- **Task prompt**
Please restate each line of the data below exactly. Omit all images.

- **The records**

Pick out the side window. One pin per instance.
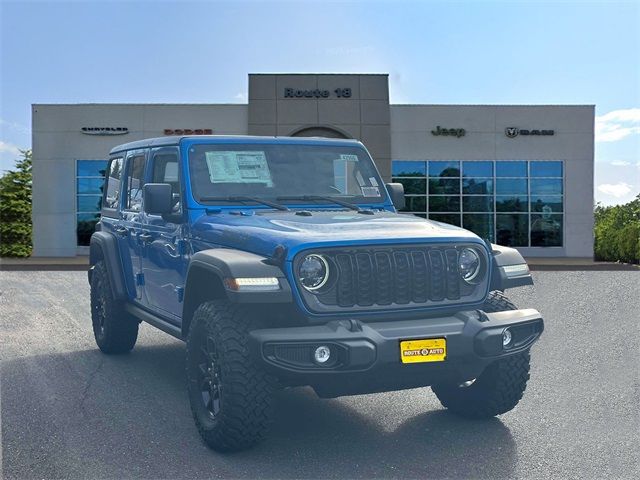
(165, 170)
(135, 181)
(112, 192)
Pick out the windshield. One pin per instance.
(277, 172)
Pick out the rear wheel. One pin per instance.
(115, 330)
(498, 389)
(231, 397)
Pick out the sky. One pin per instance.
(467, 52)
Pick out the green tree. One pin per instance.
(15, 209)
(617, 232)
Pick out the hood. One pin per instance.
(260, 232)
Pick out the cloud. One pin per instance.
(617, 190)
(7, 148)
(618, 124)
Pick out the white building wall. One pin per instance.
(58, 143)
(485, 139)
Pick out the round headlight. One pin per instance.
(313, 272)
(468, 264)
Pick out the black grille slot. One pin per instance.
(399, 275)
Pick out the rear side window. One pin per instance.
(135, 182)
(112, 190)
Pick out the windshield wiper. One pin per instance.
(242, 198)
(350, 206)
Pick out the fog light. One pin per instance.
(506, 338)
(322, 354)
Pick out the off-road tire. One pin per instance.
(244, 391)
(498, 389)
(115, 330)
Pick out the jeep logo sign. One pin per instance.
(513, 132)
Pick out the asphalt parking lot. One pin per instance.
(67, 411)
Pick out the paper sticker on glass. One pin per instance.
(238, 167)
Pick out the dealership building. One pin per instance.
(519, 175)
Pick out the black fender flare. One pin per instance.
(104, 245)
(502, 257)
(208, 270)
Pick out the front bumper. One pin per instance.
(366, 356)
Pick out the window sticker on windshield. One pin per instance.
(370, 191)
(238, 167)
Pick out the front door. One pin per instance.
(130, 224)
(164, 259)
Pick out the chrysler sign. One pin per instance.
(513, 132)
(104, 130)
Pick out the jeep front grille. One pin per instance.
(369, 278)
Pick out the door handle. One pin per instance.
(145, 237)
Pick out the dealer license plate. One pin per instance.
(427, 350)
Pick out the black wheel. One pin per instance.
(231, 397)
(498, 389)
(115, 330)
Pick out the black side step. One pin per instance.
(154, 320)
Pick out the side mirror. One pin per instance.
(157, 198)
(396, 192)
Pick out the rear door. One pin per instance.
(164, 259)
(130, 225)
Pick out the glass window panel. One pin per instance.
(513, 203)
(546, 204)
(477, 204)
(85, 226)
(444, 169)
(481, 225)
(546, 186)
(512, 230)
(477, 186)
(444, 186)
(511, 186)
(90, 185)
(413, 186)
(415, 204)
(545, 169)
(89, 203)
(444, 204)
(511, 169)
(452, 219)
(91, 168)
(477, 169)
(408, 169)
(546, 230)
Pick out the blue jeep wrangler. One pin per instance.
(282, 262)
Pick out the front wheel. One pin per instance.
(231, 397)
(498, 389)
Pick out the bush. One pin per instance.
(15, 209)
(617, 232)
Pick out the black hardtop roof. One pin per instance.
(176, 139)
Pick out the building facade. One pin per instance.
(519, 175)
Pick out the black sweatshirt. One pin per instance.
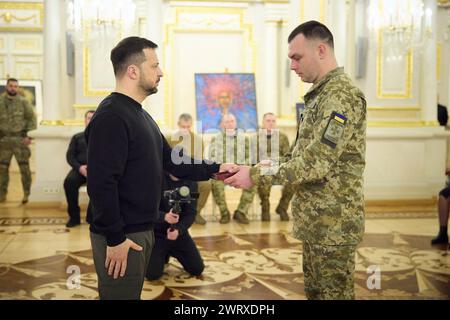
(77, 152)
(127, 157)
(188, 210)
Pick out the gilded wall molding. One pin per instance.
(22, 16)
(203, 21)
(381, 94)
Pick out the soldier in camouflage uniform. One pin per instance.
(17, 117)
(192, 145)
(231, 146)
(267, 138)
(326, 167)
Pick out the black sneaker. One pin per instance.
(72, 223)
(225, 219)
(240, 217)
(199, 219)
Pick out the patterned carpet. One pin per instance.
(243, 266)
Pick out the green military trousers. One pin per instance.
(329, 271)
(10, 146)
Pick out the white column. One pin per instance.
(428, 87)
(155, 103)
(350, 62)
(52, 61)
(271, 83)
(338, 26)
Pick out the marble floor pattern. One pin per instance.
(40, 258)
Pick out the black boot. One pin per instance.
(72, 223)
(442, 237)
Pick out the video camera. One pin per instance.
(178, 196)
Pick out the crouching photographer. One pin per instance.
(172, 238)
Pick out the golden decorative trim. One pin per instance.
(170, 29)
(322, 18)
(409, 72)
(393, 108)
(59, 123)
(322, 11)
(406, 124)
(240, 1)
(8, 17)
(409, 69)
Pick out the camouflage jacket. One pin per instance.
(327, 164)
(191, 143)
(230, 149)
(17, 117)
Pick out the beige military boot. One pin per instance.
(265, 212)
(199, 219)
(283, 214)
(240, 217)
(25, 198)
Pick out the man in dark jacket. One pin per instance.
(77, 159)
(172, 238)
(127, 156)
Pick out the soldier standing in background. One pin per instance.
(192, 145)
(267, 138)
(76, 156)
(326, 167)
(231, 146)
(17, 117)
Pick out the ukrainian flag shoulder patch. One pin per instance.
(334, 130)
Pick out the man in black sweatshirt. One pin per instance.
(127, 155)
(172, 238)
(77, 158)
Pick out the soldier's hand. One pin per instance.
(171, 218)
(83, 171)
(229, 167)
(27, 141)
(116, 258)
(172, 234)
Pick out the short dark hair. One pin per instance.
(129, 51)
(185, 117)
(12, 80)
(313, 30)
(87, 112)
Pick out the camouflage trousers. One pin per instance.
(204, 188)
(329, 271)
(22, 153)
(264, 186)
(218, 192)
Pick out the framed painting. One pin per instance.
(221, 93)
(30, 90)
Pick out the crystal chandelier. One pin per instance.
(402, 25)
(98, 19)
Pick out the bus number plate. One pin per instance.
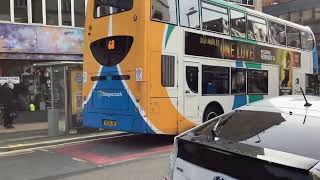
(110, 123)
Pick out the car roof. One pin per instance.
(293, 104)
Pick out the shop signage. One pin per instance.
(14, 80)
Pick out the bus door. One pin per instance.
(191, 89)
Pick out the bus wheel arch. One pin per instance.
(212, 110)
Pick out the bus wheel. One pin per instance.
(211, 112)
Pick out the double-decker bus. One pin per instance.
(164, 66)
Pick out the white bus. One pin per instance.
(164, 66)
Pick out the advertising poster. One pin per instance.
(208, 46)
(286, 61)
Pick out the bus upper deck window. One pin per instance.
(109, 7)
(164, 11)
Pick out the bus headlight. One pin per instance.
(315, 172)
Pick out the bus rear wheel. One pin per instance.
(210, 113)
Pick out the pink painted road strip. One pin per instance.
(85, 152)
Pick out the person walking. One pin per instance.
(8, 104)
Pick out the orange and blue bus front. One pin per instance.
(115, 81)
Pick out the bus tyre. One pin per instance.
(210, 113)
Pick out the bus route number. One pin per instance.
(111, 45)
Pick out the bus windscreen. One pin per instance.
(109, 7)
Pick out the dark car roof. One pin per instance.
(282, 124)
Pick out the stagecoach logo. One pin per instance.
(110, 94)
(218, 178)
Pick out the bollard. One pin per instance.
(53, 122)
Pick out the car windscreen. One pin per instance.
(296, 134)
(109, 7)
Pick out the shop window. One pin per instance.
(257, 81)
(52, 12)
(277, 33)
(21, 11)
(164, 11)
(37, 11)
(307, 16)
(66, 12)
(295, 17)
(189, 13)
(317, 15)
(238, 24)
(5, 10)
(167, 71)
(284, 16)
(215, 80)
(307, 41)
(215, 18)
(312, 84)
(257, 29)
(109, 7)
(238, 81)
(294, 38)
(79, 13)
(192, 77)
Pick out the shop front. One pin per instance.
(22, 46)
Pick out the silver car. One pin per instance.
(273, 139)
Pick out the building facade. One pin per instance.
(252, 4)
(34, 31)
(304, 12)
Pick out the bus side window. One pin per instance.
(277, 34)
(215, 18)
(189, 13)
(293, 37)
(257, 81)
(192, 76)
(238, 24)
(257, 29)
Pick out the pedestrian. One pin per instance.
(8, 104)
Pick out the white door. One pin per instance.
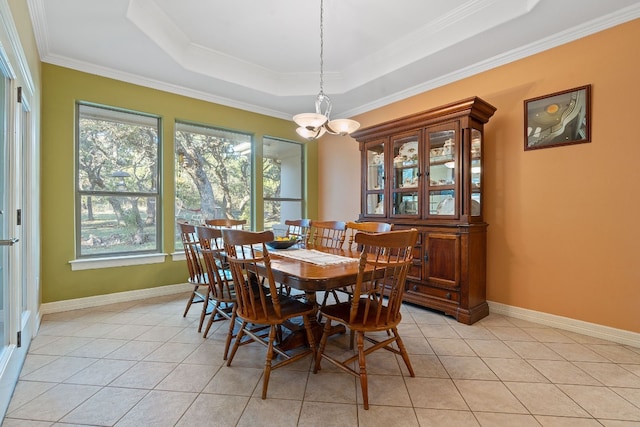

- **Solution to this task**
Pick out the side window. One pin per instance.
(165, 170)
(135, 181)
(112, 192)
Pick out the windshield. One pin per instance.
(277, 172)
Pick out the rear wheel. One pin per instance.
(115, 330)
(498, 389)
(231, 397)
Pick out the sky. One pin per instance.
(467, 52)
Pick out the green tree. One pin per instance.
(15, 209)
(617, 232)
Pick out the hood. One pin per instance.
(260, 232)
Pick out the cloud. One pin per instance.
(617, 190)
(7, 148)
(618, 124)
Pick out the white building wall. One pin per instance.
(58, 143)
(485, 139)
Pick out the round headlight. One pin per instance.
(313, 272)
(468, 264)
Pick out the black grille slot. One pin per instance.
(399, 275)
Pick out the rear side window. One pin per instance.
(135, 182)
(112, 190)
Pick out the windshield wiper. One pin per instance.
(242, 198)
(350, 206)
Pick out the fog light. One pin per instance.
(506, 338)
(322, 354)
Pick out the off-road tire. One pin per instance.
(244, 391)
(498, 389)
(115, 330)
Pick out the jeep logo sign. One pin per instance.
(513, 132)
Pick out the asphalt parking lot. One pin per instance.
(67, 411)
Pick out the paper sticker on glass. One pin per instance.
(238, 167)
Pick out the dealership building. One pin per instance.
(519, 175)
Pick out the black fender flare. One pin per instance.
(104, 245)
(502, 257)
(208, 270)
Pick out the front bumper. One pin per instance.
(366, 356)
Pick out the window sticker on windshield. One pin per instance.
(370, 191)
(238, 167)
Pick out the front door. One pin per instance.
(130, 224)
(164, 259)
Pick out the chrysler sign. One pin per instance.
(513, 132)
(104, 130)
Pick out the jeep front grille. One pin per instance.
(369, 278)
Pick out the door handle. One pin per instance.
(145, 237)
Pick out the dealer license plate. One pin per instance.
(427, 350)
Pick out the black wheel. One pin per instance.
(231, 397)
(498, 389)
(115, 330)
Pick out the black side step. One pin per instance.
(154, 320)
Pick out the side mirror. One pin per instance.
(157, 198)
(396, 192)
Pick out the rear door. One pin per instance.
(164, 259)
(130, 225)
Pick out the glass window panel. One pin per instance.
(513, 203)
(546, 204)
(477, 204)
(85, 226)
(444, 169)
(481, 225)
(546, 186)
(512, 230)
(477, 186)
(444, 186)
(511, 186)
(90, 185)
(413, 186)
(415, 204)
(545, 169)
(89, 203)
(444, 204)
(511, 169)
(452, 219)
(91, 168)
(477, 169)
(408, 169)
(546, 230)
Pick out the blue jeep wrangler. One pin per instance.
(282, 262)
Pick out the front wheel. One pin per instance.
(231, 397)
(498, 389)
Pick out the bush. One pin per instance.
(15, 209)
(617, 232)
Pick out the black hardtop roof. One pin per instance.
(176, 139)
Pick out the building facade. One pin per instance.
(519, 175)
Pick out the black sweatshirt. One pin per instance.
(77, 152)
(127, 157)
(188, 210)
Pick out the gilded wall molding. One pin per instance.
(22, 16)
(203, 21)
(381, 94)
Pick out the soldier in camouflage uniform. One pin per instance.
(17, 117)
(192, 145)
(231, 146)
(267, 138)
(326, 167)
Pick out the black sneaker. One pin per instance.
(72, 223)
(225, 219)
(240, 217)
(199, 219)
Pick out the patterned carpet. One pin per instance.
(243, 266)
Pick out the green military trousers. One pin per instance.
(329, 271)
(10, 146)
Pick out the white column. One pin per instance.
(428, 87)
(155, 103)
(350, 62)
(52, 61)
(271, 83)
(338, 26)
Pick out the marble floor pattern. One pin per instance.
(40, 258)
Pick out the black boot. One pin per instance.
(72, 223)
(442, 237)
Pick out the video camera. One pin per instance.
(178, 196)
Pick out the crouching photographer. One pin per instance.
(172, 238)
Pick out the golden decorative trim. One pin per instance.
(170, 29)
(322, 18)
(409, 72)
(393, 108)
(59, 123)
(322, 11)
(406, 124)
(240, 1)
(8, 17)
(409, 69)
Pick out the camouflage jacket. One pin per instance.
(327, 164)
(191, 143)
(230, 149)
(17, 117)
Pick out the beige military boot. One pin per instance.
(265, 212)
(199, 219)
(283, 214)
(240, 217)
(25, 198)
Pick out the man in dark jacket. One pin per instance.
(77, 159)
(172, 238)
(127, 156)
Pick out the soldier standing in background. One pin per instance.
(192, 145)
(267, 138)
(76, 156)
(326, 167)
(231, 146)
(17, 117)
Pick out the ukrainian flag shoulder patch. One pin per instance.
(334, 130)
Pick out the man in black sweatshirt. One pin per instance.
(127, 155)
(172, 238)
(77, 158)
Pick out the soldier's hand. One pin per instance.
(171, 218)
(83, 171)
(229, 167)
(27, 141)
(116, 258)
(172, 234)
Pick out the short dark hair. One pin per instance.
(129, 51)
(185, 117)
(12, 80)
(313, 30)
(87, 112)
Pick out the camouflage trousers. One pin per instance.
(204, 188)
(329, 271)
(22, 153)
(264, 186)
(218, 192)
Pick out the framed painting. One pin per instance.
(221, 93)
(30, 90)
Pick out the crystal chandelier. One pin per instance.
(402, 25)
(98, 19)
Pick out the bus number plate. One pin per instance.
(110, 123)
Pick out the car roof. One pin per instance.
(293, 104)
Pick out the shop signage. One pin per instance.
(14, 80)
Pick out the bus door. One pin per instance.
(191, 89)
Pick out the bus wheel arch. One pin per instance.
(212, 110)
Pick out the bus wheel. One pin per instance.
(211, 112)
Pick out the double-decker bus. One pin per instance.
(164, 66)
Pick out the white bus. One pin per instance.
(164, 66)
Pick out the advertising poster. One pin per instance.
(208, 46)
(286, 61)
Pick out the bus upper deck window. One pin per instance.
(109, 7)
(164, 11)
Pick out the bus headlight. One pin per instance.
(315, 172)
Pick out the bus rear wheel. One pin per instance.
(210, 113)
Pick out the pink painted road strip. One pin per instance.
(85, 152)
Pick out the person walking. One pin per instance.
(8, 104)
Pick out the orange and blue bus front. One pin per instance.
(115, 81)
Pick out the bus tyre. One pin per instance.
(210, 113)
Pick out the bus route number. One pin per instance.
(111, 45)
Pick out the bus windscreen. One pin per instance.
(109, 7)
Pick out the dark car roof. One pin per instance.
(282, 124)
Pick out the stagecoach logo. One pin per instance.
(110, 94)
(218, 178)
Pick out the bollard. One pin per instance.
(53, 122)
Pick out the car windscreen. One pin per instance.
(296, 134)
(109, 7)
Pick out the shop window. One pin per instance.
(257, 81)
(52, 12)
(277, 33)
(21, 11)
(164, 11)
(37, 11)
(307, 16)
(66, 12)
(295, 17)
(189, 13)
(317, 15)
(238, 24)
(5, 10)
(167, 71)
(284, 16)
(215, 80)
(307, 41)
(215, 18)
(312, 84)
(257, 29)
(109, 7)
(238, 81)
(294, 38)
(79, 13)
(192, 77)
Pick out the shop front. One pin per instance.
(22, 46)
Pick out the silver car. One pin per instance.
(273, 139)
Pick out the building facade. One pin per instance.
(252, 4)
(34, 31)
(304, 12)
Pick out the bus side window. One pin per instance.
(277, 34)
(215, 18)
(189, 13)
(293, 37)
(257, 81)
(192, 76)
(238, 24)
(257, 29)
Pick out the pedestrian. One pin per instance.
(8, 104)
Pick out the white door. One pin per instance.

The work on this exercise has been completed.